Find each line in the entries below that contains the word "green", matching case exactly, and copy those lines out.

====== Excerpted records

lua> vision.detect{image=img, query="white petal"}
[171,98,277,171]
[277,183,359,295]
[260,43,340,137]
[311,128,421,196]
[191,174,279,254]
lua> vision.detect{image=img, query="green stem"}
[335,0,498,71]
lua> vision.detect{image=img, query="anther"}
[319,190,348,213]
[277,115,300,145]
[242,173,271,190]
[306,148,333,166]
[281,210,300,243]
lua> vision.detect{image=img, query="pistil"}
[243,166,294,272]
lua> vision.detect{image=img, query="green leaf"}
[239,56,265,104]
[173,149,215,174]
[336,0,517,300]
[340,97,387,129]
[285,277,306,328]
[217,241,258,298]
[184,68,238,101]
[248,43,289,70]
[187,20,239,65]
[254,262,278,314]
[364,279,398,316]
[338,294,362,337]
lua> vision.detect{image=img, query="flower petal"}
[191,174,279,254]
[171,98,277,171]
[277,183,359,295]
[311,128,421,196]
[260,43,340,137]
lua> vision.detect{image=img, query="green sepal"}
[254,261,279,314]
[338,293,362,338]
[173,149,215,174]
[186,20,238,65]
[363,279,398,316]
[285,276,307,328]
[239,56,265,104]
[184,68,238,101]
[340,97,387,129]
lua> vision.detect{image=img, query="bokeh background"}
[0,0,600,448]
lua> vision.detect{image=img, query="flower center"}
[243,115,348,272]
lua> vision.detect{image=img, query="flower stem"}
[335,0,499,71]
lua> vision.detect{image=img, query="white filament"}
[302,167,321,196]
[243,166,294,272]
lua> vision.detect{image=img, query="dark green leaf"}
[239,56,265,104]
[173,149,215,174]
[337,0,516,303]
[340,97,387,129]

============
====== Excerpted records

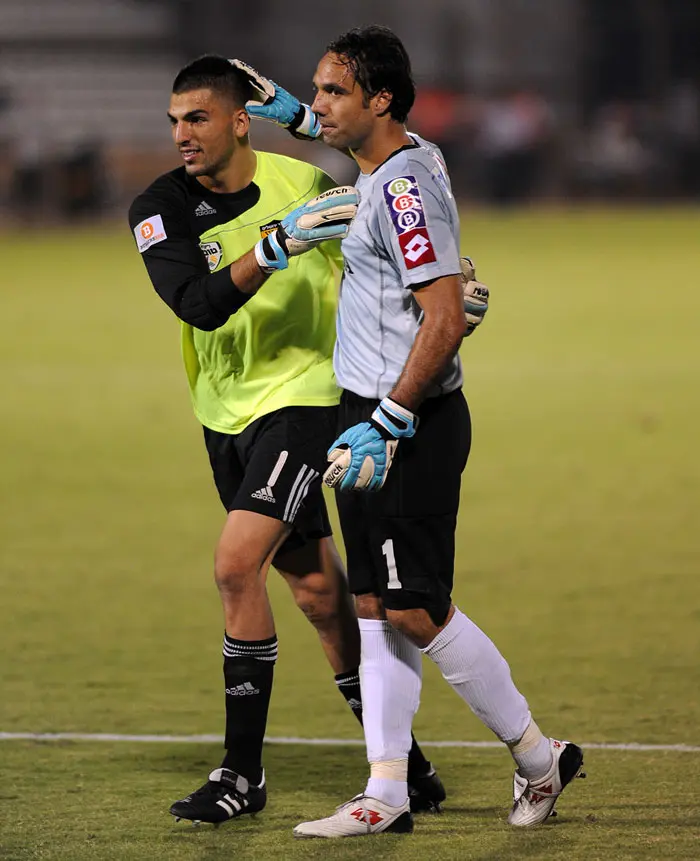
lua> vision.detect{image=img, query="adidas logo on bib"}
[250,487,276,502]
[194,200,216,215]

============

> _Exercise solution_:
lua> vision.detect{image=img, query="green stem"}
lua> vision.detect{image=img, query="green leaf"}
lua> vision.detect{image=img, query="green sepal"}
lua> vision.detect{image=img, query="dark green leaf"}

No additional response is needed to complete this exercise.